WHAT YOU ARE ASKED TO DO » Please reproduce every one of the entries below word for word, omitting the pictures.

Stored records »

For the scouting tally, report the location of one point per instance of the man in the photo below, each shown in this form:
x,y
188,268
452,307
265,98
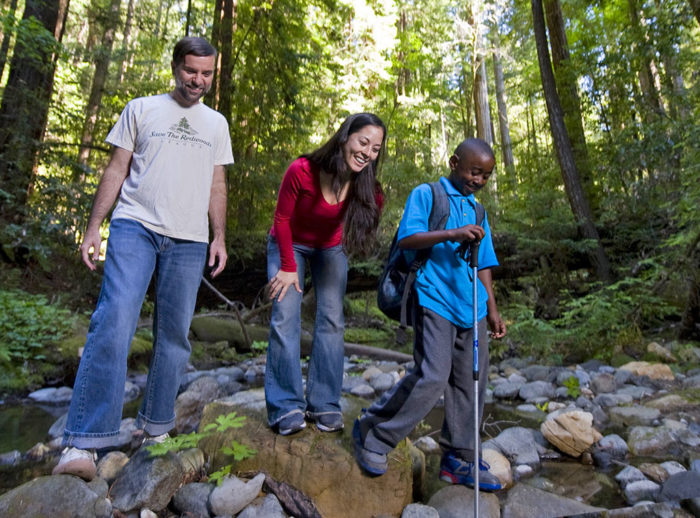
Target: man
x,y
443,325
167,170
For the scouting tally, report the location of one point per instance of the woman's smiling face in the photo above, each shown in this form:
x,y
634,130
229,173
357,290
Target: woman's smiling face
x,y
362,147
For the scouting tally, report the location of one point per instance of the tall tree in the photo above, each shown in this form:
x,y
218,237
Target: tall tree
x,y
102,59
26,99
566,79
562,145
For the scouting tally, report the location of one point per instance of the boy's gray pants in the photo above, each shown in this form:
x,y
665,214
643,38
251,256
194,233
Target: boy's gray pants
x,y
443,355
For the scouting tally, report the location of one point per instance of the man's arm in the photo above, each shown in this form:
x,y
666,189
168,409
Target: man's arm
x,y
498,327
217,217
107,192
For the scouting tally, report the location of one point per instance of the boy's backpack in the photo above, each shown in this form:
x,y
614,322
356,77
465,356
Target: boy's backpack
x,y
396,281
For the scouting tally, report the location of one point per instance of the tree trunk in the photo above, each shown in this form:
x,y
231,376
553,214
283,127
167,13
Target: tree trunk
x,y
25,103
566,79
6,37
503,127
102,59
562,145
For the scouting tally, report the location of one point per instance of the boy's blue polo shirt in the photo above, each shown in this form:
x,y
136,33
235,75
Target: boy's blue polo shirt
x,y
444,283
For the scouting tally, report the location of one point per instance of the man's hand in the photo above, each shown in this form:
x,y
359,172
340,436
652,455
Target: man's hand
x,y
217,256
280,283
91,241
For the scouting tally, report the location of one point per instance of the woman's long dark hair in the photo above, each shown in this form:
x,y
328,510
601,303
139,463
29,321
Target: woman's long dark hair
x,y
361,210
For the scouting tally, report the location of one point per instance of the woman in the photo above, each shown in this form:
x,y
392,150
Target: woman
x,y
328,205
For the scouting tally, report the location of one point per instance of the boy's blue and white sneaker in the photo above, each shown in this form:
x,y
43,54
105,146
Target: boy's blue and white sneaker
x,y
370,461
459,471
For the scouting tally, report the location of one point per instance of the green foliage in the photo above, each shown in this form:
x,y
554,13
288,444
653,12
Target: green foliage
x,y
30,327
573,387
184,441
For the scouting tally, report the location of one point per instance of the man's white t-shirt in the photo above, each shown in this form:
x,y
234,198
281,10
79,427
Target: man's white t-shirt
x,y
174,150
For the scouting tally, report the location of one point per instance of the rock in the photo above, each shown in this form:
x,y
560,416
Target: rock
x,y
536,389
234,494
669,403
507,390
517,444
11,458
191,499
458,502
264,507
603,383
52,396
571,431
320,465
681,486
641,490
58,497
499,466
189,404
419,511
151,482
654,371
524,501
661,353
633,415
651,441
111,464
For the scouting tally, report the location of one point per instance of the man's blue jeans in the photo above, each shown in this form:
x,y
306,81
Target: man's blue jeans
x,y
134,255
284,390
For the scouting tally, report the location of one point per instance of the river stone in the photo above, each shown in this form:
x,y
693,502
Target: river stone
x,y
603,383
524,501
111,464
536,389
507,390
264,507
191,499
654,371
633,415
458,502
234,494
661,352
518,444
419,511
641,490
681,486
499,466
151,482
189,404
571,431
320,465
58,497
646,440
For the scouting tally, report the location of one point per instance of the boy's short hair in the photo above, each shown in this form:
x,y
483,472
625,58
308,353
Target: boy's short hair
x,y
191,45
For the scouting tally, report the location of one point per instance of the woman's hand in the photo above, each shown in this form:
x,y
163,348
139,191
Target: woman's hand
x,y
280,283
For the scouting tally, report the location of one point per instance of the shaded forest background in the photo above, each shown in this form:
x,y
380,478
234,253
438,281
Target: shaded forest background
x,y
591,106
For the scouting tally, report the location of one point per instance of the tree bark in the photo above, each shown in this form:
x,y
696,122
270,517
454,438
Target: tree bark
x,y
25,103
565,77
562,145
102,60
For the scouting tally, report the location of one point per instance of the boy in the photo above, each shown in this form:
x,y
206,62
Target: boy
x,y
443,324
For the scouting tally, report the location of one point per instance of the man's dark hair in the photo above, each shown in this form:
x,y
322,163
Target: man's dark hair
x,y
191,45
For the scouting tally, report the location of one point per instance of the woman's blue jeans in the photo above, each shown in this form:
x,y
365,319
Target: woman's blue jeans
x,y
284,390
135,255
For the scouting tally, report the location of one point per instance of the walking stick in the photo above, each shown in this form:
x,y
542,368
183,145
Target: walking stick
x,y
474,263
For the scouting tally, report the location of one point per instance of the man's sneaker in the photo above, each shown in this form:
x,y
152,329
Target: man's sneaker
x,y
290,424
154,439
80,463
458,471
370,461
328,422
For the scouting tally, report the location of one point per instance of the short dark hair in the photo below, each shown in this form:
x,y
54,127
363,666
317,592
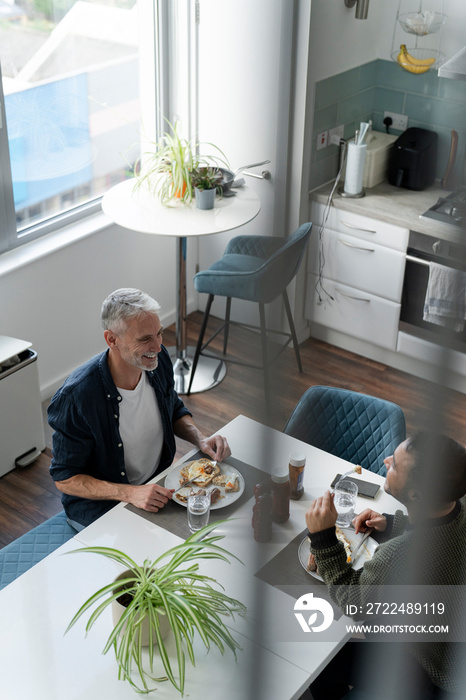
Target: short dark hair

CORRECT ANSWER »
For the scouting tally, report the location of one point per instance of the man in the photo below, each shown in this form:
x,y
188,268
452,307
265,98
Target: man
x,y
443,325
167,170
For the scouting tally, report the location of one point per instance of the woman's smiling face in the photo above, each shown in this form:
x,y
634,130
229,173
357,290
Target: woman's smiling face
x,y
362,147
For the scouting tally, report the location of one point per instance of the tall tree in the photo above, each shown in this form:
x,y
218,237
Target: tall tree
x,y
102,59
26,99
566,79
562,145
For the scouting tally, report the location of one point per instance of the boy's gray pants in the photo above, each shown in this form:
x,y
665,214
643,38
251,256
194,233
Target: boy's gray pants
x,y
443,355
For the scouting tally, report the location of one point per instance of the man's arm in the photo above, each shown in this form:
x,y
666,189
168,409
Target: man's arm
x,y
498,327
217,217
107,192
For the scouting tally, report the location of one point per instance of the boy's backpack in the photo above, each shown in this form:
x,y
614,322
356,77
465,356
Target: boy's backpack
x,y
396,281
For the scouting tally, report the location of one point per instance of the tree trunk in the photo above, each shown in this form:
x,y
231,376
553,214
283,127
167,13
Target: tree trunk
x,y
25,103
566,79
6,37
503,127
102,59
562,145
For the scouting tally, report the location of one point per instance of the boy's blue polo shirt in the photo above, each shown in this form:
x,y
136,33
235,75
Target: boy's blue polo shirt
x,y
444,283
For the scouting tally, report the location of one point per instance of the man's hand in the photo above, each shown in this form:
x,y
359,172
340,436
652,455
Target: man's hand
x,y
217,256
280,283
91,241
For the scouting tally, report the location of one point per instance of the woman's long dark hair in the photo above, each shown in this form:
x,y
328,510
601,303
139,463
29,321
Target: woman's long dark hair
x,y
361,210
For the scouting tally, report the location of one point per instance of the woman in the photo above, each shown in this form:
x,y
392,150
Target: woman
x,y
328,205
For the scouting tally, report the location of one point per instance of the boy's blue and white sneaker in the photo above, each shown in this form:
x,y
43,54
105,146
Target: boy's blue and white sneaker
x,y
370,461
459,471
For the scouting tally, report the location of one point per instance of the green foliage in the photo above, each shown in this form:
x,y
554,13
288,444
653,12
Target: green foliage
x,y
30,327
573,387
184,441
For the scouting tally, report the location of one point per instance of the man's white t-shirt in the photo above, each shown in this form:
x,y
234,198
281,10
79,427
Target: man's white t-shirt
x,y
174,150
For the scouting tally, report the location of one point per instance of the rock in the photo above, each shown in this form:
x,y
560,416
Target: rock
x,y
536,389
234,494
669,403
507,390
517,444
11,458
191,499
458,502
264,507
603,383
52,396
571,431
320,465
681,486
641,490
58,497
499,466
189,404
419,511
151,482
654,371
524,501
661,353
633,415
651,441
111,464
For the scouting tally, report the location of one point per instance of the man's blue jeans in the photo above, each shown in this form:
x,y
306,81
Target: man's blue jeans
x,y
134,255
284,390
For the scouting tally, report the location of one point per instance of the river stone in the photo above, each shown in this form:
x,y
693,502
Target: river stone
x,y
603,383
524,501
111,464
536,389
507,390
264,507
191,499
654,371
633,415
458,502
234,494
661,352
518,444
419,511
641,490
681,486
499,466
151,482
189,404
571,431
320,465
58,497
646,440
For the scouting tally, report the location of one point per instance of the boy's short hair in the photo above, each shown in this form:
x,y
483,472
625,58
308,353
Target: boy's short hair
x,y
191,45
For the scouting tally, report the location of one point per instance of the woman's hand in the photo above, each shown in this form:
x,y
163,348
139,191
Target: woman's hand
x,y
280,283
For the scouting tally, report the location of one point per instance of the shaded forest background in the photo above, each shown in this form:
x,y
380,478
234,253
438,281
Target: shaded forest background
x,y
591,106
For the scouting tally, report the location of one point per instance of the tree bark in the photo above, each shown in this form:
x,y
696,122
270,517
454,438
Target: tree bark
x,y
25,103
565,77
562,145
102,60
For the scouting tally, report the location of one point per instance of the boy in the photo above, each shown in this form:
x,y
206,62
Target: boy
x,y
443,324
For the scouting tally, report the location of one point per instance of the man's dark hair in the photo above, each shown in this form:
x,y
322,163
Target: man's dark hair
x,y
191,45
For the scouting tally, report the location of one point per instance of the woman's blue jeans in the photo above, each shown in this form:
x,y
365,319
Target: woman's blue jeans
x,y
284,390
135,255
For the scouting tally, report the location of one point per instance of the walking stick in the photo above, each shown in this form:
x,y
542,368
183,145
Target: walking stick
x,y
474,263
For the scouting tally, report the location of one point per instance of the man's sneaker in the photo above, each shown in this form:
x,y
152,329
Target: man's sneaker
x,y
290,424
154,439
80,463
458,471
370,461
328,422
For the scouting tally, report the location of one point per instance of the short dark hair in the photo below, each shown in this form:
x,y
54,127
363,666
317,592
Target: short dark hair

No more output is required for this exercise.